__Work request A__
In the article on Musk's TruthGPT, in which state did Musk register X.AI Corporation?
__Work request B__
Rewrite the passage of the article on Musk's TruthGPT that begins at the words "Musk co-founded OpenAI" and stops after "in Silicon Valley.", substituting "helped found" for "co-founded".

__Reading passage__
Elon Musk has announced his intention to launch an AI platform called “TruthGPT” to compete against current offerings from Microsoft and Google. Musk criticised Microsoft-backed OpenAI, the parent company of chatbot sensation ChatGPT, for “training AI to lie.”
According to a report in Reuters, Musk said in an interview with Fox News Channel that he will launch an artificial intelligence platform called ‘TruthGPT’ to take on rival ChatGPT.
“I’m going to launch a platform that I call ‘TruthGPT,’ or a maximally truth-seeking AI platform that tries to understand the nature of the universe,” Musk said in an interview with Fox News Channel’s Tucker Carlson. He added that TruthGPT would be the “best path to security” that “is unlikely to exterminate humans.”
He said OpenAI has now become a ‘closed source’ for-profit organisation with ‘close ties to Microsoft’. Musk also accused Google co-founder Larry Page of not taking AI security seriously. According to the report, Musk is seeking AI researchers from Alphabet’s Google to launch a startup to counter Open AI. Elon Musk recently registered a company called X.AI Corporation in Nevada.
Musk and a group of artificial intelligence experts and industry executives said OpenAI needed six months to develop systems more powerful than the newly launched GPT-4. This move is in view of the risks posed to society by services like ChatGPT.
In his interview with Carlson, Musk reiterated his warnings about AI. “AI is more dangerous than unregulated aircraft design or poor car manufacturing”. “It has the potential to plunge humanity into ruin,” he said. For example, he said, a super-intelligent AI could write incredibly well and manipulate public opinion.
Musk co-founded OpenAI in 2015. But in 2018, he was removed from the board of the company. In 2019, he tweeted that he left OpenAI to focus on Tesla and SpaceX.
In January, Microsoft Corporation announced a billion-dollar investment in Open AI. Competition with rival Google has intensified and the race to attract AI funding has intensified in Silicon Valley.

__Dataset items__
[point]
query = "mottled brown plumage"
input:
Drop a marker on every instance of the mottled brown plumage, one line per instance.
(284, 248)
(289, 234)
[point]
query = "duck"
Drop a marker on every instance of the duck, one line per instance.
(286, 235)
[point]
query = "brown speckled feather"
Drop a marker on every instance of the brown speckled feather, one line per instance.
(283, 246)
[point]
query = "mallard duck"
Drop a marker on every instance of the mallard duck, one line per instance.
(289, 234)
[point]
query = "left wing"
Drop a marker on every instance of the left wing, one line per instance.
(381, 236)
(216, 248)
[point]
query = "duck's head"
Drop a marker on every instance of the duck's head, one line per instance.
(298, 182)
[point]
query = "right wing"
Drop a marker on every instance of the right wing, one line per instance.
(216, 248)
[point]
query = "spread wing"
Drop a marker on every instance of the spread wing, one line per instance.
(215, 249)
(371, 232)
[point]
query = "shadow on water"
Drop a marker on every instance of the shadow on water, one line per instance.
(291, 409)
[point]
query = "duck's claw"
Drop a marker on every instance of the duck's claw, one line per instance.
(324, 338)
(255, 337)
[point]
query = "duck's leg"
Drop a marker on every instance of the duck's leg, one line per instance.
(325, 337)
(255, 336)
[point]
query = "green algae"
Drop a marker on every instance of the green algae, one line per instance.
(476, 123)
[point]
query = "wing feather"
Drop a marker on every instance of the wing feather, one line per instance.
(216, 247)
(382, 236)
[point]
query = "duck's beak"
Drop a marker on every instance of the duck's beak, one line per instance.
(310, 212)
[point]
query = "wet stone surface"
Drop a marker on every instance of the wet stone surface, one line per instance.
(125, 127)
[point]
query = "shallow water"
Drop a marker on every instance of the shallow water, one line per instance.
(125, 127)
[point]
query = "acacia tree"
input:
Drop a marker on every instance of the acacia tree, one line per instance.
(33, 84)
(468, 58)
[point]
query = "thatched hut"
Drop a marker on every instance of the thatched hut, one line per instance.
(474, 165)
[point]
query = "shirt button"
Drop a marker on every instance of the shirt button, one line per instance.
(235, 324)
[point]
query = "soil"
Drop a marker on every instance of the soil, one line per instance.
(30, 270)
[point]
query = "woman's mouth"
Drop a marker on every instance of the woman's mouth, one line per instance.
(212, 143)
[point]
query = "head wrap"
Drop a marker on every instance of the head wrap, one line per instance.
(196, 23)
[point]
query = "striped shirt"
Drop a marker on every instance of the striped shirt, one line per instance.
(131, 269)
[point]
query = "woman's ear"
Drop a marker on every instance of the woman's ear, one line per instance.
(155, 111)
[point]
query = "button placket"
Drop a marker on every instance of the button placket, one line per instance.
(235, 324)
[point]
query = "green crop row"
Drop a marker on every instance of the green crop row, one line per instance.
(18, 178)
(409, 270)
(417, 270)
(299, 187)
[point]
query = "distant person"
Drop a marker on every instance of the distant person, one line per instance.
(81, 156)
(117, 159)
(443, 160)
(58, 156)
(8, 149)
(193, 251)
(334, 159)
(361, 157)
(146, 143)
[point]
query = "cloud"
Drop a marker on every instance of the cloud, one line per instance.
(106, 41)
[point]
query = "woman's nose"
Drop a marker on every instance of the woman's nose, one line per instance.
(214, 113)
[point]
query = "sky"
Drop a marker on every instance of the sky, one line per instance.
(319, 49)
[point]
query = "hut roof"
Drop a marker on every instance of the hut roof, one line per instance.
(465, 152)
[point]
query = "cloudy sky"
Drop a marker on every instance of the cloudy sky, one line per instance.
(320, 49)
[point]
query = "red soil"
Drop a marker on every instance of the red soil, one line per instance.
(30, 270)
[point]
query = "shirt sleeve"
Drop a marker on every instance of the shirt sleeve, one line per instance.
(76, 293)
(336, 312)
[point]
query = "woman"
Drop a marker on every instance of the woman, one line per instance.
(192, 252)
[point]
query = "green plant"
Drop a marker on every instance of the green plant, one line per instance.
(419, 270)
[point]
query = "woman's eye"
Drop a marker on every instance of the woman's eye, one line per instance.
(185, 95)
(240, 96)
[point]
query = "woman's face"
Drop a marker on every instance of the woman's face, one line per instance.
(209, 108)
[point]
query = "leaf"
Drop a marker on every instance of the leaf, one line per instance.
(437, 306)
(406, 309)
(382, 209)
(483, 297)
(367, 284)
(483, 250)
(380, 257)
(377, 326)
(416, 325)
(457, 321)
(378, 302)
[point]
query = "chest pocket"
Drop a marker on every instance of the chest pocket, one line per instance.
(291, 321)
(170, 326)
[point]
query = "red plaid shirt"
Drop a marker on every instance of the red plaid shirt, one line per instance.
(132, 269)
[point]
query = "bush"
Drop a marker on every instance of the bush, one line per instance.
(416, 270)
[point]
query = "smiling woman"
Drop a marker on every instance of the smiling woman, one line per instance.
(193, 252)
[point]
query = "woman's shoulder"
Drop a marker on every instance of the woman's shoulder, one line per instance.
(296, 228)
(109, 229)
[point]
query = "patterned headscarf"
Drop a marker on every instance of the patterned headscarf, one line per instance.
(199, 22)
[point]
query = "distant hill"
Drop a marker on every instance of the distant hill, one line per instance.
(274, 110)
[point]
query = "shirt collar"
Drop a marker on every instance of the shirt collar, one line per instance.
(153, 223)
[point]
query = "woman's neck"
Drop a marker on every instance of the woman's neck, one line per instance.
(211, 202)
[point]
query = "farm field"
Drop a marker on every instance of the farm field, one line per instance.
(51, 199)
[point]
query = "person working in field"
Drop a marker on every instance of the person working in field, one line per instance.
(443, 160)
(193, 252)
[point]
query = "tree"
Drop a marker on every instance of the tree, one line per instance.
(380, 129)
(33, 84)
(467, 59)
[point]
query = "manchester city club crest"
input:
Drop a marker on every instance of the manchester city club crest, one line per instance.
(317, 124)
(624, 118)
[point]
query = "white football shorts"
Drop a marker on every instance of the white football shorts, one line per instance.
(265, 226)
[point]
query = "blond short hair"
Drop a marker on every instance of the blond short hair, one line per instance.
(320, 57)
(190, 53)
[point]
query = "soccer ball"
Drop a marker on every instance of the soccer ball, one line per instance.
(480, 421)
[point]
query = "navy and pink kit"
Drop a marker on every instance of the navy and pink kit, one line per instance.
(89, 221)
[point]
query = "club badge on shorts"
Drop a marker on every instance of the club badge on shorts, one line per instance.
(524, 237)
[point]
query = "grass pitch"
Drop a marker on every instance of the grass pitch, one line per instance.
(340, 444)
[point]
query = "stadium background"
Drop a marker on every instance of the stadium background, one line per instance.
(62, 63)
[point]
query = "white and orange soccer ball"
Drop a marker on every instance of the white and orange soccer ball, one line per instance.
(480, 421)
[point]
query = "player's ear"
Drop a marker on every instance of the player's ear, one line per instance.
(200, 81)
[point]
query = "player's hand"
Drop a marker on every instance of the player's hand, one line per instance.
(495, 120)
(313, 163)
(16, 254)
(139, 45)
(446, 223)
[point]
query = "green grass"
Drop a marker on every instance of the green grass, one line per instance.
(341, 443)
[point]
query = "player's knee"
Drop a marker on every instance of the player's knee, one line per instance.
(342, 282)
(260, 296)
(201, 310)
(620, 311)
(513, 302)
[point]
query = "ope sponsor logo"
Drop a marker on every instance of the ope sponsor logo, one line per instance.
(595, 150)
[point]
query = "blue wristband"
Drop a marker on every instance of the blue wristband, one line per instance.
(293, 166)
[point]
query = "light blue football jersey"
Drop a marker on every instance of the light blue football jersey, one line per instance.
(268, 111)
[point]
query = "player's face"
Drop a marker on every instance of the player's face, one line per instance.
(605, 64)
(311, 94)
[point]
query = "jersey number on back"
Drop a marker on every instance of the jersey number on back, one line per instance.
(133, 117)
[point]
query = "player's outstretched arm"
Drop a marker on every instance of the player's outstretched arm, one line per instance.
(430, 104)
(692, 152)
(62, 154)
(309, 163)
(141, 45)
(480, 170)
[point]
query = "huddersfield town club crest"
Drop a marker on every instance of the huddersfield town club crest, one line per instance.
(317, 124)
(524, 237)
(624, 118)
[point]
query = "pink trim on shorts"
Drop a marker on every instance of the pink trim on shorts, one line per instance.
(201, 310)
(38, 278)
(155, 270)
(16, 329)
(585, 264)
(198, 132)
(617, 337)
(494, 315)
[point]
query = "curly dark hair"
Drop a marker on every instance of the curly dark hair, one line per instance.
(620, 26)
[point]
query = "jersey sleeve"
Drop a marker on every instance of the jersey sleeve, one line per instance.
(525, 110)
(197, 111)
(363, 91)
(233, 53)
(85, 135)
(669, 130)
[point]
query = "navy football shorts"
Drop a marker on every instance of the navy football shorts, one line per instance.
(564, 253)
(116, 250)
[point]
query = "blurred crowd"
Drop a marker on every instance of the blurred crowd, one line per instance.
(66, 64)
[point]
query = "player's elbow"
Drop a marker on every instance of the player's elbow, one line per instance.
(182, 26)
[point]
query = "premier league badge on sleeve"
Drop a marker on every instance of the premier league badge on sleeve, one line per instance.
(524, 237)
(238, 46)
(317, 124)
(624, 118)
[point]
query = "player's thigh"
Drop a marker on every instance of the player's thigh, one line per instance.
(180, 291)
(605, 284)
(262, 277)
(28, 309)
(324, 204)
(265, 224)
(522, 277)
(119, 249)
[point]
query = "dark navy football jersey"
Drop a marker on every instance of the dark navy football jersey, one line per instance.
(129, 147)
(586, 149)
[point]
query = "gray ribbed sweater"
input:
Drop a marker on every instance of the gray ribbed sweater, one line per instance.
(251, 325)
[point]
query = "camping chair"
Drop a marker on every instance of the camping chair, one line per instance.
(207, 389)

__Task solution A__
Nevada

__Task solution B__
Musk helped found OpenAI in 2015. But in 2018, he was removed from the board of the company. In 2019, he tweeted that he left OpenAI to focus on Tesla and SpaceX.
In January, Microsoft Corporation announced a billion-dollar investment in Open AI. Competition with rival Google has intensified and the race to attract AI funding has intensified in Silicon Valley.